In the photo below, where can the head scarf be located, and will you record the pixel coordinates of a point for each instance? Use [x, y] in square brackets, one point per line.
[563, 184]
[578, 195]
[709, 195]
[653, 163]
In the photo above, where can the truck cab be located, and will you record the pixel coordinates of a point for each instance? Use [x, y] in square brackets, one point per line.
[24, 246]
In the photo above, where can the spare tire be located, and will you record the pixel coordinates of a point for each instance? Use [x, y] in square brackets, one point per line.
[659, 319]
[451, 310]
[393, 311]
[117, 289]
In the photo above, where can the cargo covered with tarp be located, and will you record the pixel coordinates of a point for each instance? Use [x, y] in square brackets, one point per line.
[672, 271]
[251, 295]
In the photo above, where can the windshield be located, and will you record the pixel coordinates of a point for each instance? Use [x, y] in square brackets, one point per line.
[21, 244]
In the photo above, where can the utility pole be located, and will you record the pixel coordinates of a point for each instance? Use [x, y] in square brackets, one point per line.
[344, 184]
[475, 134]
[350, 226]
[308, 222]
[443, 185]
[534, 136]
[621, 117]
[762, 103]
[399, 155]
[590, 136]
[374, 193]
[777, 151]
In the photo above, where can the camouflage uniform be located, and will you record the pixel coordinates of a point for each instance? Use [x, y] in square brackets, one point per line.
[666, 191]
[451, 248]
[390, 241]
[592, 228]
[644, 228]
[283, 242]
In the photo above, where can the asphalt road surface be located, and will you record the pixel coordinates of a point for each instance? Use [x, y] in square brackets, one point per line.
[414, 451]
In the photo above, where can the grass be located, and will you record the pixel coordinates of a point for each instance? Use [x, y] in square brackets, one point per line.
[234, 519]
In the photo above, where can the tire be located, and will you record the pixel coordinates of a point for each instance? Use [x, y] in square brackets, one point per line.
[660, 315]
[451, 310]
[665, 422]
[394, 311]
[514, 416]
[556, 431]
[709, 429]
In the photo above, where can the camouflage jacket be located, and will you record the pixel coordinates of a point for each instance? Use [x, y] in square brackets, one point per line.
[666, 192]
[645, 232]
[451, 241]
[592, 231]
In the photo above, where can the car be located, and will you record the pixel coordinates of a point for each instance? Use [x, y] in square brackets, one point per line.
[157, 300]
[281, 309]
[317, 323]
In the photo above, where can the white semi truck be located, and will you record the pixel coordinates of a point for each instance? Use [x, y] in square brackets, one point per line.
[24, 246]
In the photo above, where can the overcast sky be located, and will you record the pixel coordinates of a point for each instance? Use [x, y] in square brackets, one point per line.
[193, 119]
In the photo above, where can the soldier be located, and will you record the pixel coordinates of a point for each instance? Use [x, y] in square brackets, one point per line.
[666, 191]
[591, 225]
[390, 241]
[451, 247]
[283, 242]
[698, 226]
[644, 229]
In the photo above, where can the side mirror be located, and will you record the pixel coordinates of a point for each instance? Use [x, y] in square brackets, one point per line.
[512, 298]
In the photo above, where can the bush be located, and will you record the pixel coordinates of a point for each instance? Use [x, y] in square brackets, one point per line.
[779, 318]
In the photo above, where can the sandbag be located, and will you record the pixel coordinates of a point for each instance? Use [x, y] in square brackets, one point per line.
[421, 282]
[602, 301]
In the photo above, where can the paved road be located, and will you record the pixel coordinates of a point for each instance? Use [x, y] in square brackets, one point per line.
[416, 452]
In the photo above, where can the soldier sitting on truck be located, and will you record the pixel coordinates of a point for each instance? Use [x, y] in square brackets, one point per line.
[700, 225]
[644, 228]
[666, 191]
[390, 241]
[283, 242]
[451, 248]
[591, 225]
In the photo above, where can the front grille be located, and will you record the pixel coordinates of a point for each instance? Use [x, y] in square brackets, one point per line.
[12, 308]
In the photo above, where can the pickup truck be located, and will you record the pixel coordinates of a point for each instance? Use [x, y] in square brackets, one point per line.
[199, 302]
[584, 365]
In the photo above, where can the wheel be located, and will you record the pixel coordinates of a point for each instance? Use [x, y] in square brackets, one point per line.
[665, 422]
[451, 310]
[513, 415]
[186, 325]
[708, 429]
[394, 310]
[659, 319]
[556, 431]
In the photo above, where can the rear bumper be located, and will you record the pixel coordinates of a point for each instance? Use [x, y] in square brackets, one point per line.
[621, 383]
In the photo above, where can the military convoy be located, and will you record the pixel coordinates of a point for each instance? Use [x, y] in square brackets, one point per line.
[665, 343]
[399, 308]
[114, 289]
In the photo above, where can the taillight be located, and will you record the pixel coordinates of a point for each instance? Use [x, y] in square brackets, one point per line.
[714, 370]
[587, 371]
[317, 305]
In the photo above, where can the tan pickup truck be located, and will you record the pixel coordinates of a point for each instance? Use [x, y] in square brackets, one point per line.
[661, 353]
====
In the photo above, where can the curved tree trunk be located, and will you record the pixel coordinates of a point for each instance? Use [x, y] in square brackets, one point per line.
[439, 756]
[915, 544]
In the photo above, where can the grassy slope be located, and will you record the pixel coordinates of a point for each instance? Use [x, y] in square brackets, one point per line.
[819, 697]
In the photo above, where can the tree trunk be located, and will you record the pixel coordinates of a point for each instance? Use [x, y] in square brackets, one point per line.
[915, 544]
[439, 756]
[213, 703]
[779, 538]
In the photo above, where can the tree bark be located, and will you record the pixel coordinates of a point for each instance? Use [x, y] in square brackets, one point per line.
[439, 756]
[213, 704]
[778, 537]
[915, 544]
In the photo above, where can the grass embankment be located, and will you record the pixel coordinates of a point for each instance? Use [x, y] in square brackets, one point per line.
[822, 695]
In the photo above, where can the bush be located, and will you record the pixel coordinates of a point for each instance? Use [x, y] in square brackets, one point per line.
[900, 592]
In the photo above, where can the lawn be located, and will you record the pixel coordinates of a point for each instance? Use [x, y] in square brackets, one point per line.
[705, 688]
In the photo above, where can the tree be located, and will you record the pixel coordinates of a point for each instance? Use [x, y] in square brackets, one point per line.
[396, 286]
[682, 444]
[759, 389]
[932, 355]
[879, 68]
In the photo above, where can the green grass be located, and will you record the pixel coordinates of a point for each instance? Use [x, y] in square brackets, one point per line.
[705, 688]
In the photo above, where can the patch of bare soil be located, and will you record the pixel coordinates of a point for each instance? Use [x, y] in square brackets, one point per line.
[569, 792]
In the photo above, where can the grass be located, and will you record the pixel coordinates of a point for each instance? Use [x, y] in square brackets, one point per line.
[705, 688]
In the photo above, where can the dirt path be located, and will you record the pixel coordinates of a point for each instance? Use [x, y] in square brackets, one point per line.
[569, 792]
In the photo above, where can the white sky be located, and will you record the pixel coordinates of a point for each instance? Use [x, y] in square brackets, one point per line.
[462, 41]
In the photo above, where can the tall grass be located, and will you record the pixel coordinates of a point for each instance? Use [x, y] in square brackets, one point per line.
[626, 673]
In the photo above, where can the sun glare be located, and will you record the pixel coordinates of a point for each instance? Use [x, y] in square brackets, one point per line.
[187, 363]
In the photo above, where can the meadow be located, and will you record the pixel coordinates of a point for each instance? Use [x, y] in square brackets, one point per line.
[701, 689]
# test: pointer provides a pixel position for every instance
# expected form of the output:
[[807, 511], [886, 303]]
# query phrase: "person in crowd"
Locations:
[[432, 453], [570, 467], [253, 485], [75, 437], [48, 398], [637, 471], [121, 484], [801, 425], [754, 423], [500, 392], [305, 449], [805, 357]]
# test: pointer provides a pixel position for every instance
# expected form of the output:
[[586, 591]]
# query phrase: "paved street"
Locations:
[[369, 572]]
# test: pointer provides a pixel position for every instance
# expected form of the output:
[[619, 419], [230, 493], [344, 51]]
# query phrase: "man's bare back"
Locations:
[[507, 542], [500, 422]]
====
Gather up every line from the listing above in which the word "phrase" occurs.

• [Answer section]:
# query phrase: "person in crowd"
# query phrase: "paved street"
# query phrase: "man's bare back"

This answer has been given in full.